SELECTED TEXT
########################################

April 23, 2025 - Greece
The Acropolis & Parthenon

Big day today!  We tour the Acropolis and see the Parthenon.  I wanted to do it right so I signed us up for a guided tour.  We walked from our Airbnb to the tour office, south of the Acropolis.

Here we are walking through the Plaka early in the day.  What a difference!  The street is mostly deserted and the all the vendor goods are locked up.

   
Standing outside the tour office with our auido-devices, ready to go.
   
Now on the tour, on our way to the Acropolis, walking by the Acropolis Museum, which we would check out after the guided tour.  The very-modern museum was opened in 2009.
   

Our first glimpse of the Parthenon!

   
Our tour guide talks to us on the south slope of the Acroplis at the Sanctuary of  Dionysus, founded in the second half of the 6th-century, B.C.   This is the earliest complex of monuments on the south slope.
   
Looking up at the Acroplis from the south slope.
   

Our tour guide stands at the base of a reconstructed statue of Menander, 342 BC to 290 BC, a Greek playwright and the best-known representative of Athenian New Comedy.  He wrote 108 comedies and took the prize at the Lenaia festival eight times.

The statue was erected in 291 BC.

   
We come to the Theater of Dionysos.
 
Originally part of the sanctuary of Dionysus Eleuthereus (Dionysus the Liberator). The first orchestra terrace was constructed on the site around the mid- to late-sixth century BC, where it hosted the City Dionysia. The theatre reached its fullest extent in the fourth century BC under the epistates of Lycurgus , when it would have had a capacity of up to 19,000 or so, and was in continuous use down to the Roman period. The theatre then fell into decay in the Byzantine era and was not identified, excavated and restored to its current condition until the nineteenth century.
 
Dionysus was the ancient Greek god of wine-making, orchards and fruit, vegetation, fertility, festivity, insanity, ritual madness, religious ecstasy, and theatre.
 
The worship of Dionysus had become firmly established by the seventh century BC.  He may have been worshiped as early as c. 1500–1100 BC by Mycenaean Greeks; and traces of Dionysian-type cult have also been found in ancient Minoan Crete.
 
   
 
   
Notice the fancy VIP seats up front (at left).

########################################

Reproduce the stretch of the Acropolis tour entry from "April 23, 2025 - Greece" through "are locked up." word for word.

########################################

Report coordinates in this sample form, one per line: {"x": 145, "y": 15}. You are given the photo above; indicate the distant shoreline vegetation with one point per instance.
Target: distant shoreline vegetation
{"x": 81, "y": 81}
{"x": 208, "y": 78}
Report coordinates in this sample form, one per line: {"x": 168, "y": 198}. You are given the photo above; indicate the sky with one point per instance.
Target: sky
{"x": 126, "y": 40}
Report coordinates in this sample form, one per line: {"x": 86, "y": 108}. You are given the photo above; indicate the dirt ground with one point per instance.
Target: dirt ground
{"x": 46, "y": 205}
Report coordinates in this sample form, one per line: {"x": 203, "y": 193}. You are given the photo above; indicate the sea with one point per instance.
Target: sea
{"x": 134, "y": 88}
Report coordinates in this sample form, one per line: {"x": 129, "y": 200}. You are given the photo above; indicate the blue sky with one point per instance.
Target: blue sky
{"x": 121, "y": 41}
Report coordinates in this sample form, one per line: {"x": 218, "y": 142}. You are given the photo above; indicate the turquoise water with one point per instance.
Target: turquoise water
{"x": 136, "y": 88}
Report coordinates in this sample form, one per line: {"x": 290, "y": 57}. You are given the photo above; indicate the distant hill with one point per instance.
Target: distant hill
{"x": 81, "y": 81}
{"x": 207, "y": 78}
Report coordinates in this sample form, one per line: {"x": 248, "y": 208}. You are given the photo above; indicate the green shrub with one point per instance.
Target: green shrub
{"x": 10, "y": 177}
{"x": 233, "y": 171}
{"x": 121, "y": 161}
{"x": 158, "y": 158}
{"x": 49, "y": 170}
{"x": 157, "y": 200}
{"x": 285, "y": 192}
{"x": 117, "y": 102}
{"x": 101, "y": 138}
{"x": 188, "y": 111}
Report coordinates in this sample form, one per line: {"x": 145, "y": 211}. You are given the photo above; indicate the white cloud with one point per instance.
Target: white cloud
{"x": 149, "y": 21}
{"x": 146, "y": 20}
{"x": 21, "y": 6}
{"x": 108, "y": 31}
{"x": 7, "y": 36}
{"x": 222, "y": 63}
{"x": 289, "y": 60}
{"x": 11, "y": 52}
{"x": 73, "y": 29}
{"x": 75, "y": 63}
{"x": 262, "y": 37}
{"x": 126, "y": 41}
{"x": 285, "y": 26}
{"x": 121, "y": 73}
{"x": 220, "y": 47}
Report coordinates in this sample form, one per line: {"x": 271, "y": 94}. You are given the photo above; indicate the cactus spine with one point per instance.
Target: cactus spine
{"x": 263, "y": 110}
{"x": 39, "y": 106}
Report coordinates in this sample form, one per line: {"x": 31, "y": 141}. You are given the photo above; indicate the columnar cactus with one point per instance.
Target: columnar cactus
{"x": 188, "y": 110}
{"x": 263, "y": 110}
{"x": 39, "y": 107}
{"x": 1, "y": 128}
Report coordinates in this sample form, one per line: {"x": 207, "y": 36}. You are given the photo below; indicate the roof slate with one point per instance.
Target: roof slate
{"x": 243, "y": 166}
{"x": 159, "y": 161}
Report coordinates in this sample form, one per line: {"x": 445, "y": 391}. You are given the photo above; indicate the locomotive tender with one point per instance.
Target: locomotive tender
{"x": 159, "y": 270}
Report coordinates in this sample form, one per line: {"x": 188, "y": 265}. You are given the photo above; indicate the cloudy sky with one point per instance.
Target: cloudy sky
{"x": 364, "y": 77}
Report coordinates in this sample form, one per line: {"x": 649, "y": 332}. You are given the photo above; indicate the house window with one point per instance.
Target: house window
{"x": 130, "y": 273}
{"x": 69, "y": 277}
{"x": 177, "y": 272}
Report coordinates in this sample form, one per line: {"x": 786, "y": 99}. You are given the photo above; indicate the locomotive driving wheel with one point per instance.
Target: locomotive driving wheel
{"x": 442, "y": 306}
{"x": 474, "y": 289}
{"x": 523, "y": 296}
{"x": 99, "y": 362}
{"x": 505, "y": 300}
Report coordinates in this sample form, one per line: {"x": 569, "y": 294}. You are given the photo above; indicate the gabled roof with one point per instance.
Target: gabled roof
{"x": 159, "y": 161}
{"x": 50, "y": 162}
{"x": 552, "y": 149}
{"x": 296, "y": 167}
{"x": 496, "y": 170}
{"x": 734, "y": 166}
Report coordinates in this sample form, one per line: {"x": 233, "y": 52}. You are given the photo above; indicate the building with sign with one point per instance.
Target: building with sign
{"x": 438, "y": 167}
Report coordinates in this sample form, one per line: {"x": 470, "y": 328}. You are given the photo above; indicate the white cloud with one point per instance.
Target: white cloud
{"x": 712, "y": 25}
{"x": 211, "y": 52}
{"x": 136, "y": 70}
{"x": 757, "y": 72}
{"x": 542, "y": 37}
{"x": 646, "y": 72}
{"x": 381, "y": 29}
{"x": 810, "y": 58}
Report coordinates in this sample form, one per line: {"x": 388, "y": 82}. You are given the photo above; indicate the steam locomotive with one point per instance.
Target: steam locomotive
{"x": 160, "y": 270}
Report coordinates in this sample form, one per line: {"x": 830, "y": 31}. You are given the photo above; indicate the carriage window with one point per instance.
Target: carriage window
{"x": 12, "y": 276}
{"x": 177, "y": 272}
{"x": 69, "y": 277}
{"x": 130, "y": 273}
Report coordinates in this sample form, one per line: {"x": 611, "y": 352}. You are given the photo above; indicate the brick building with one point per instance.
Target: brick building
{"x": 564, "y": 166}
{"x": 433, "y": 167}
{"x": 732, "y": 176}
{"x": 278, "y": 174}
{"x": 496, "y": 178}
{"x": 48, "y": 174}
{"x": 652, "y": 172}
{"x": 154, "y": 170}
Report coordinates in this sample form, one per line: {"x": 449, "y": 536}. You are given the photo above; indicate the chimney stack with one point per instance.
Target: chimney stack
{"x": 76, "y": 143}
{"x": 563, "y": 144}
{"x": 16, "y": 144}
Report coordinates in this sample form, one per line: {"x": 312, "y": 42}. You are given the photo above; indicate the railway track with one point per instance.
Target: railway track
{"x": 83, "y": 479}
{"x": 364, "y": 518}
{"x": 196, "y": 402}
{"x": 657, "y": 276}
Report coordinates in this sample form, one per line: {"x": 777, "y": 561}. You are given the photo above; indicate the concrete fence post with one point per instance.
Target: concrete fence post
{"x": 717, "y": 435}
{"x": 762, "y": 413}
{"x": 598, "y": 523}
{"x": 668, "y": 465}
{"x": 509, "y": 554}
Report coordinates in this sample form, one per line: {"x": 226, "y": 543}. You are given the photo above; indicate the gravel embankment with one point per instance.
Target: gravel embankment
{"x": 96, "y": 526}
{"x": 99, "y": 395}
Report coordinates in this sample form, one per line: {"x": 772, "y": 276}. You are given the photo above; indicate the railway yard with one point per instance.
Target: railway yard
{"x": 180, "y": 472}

########################################

SOLVED EXERCISE
April 23, 2025 - Greece
The Acropolis & Parthenon

Big day today!  We tour the Acropolis and see the Parthenon.  I wanted to do it right so I signed us up for a guided tour.  We walked from our Airbnb to the tour office, south of the Acropolis.

Here we are walking through the Plaka early in the day.  What a difference!  The street is mostly deserted and the all the vendor goods are locked up.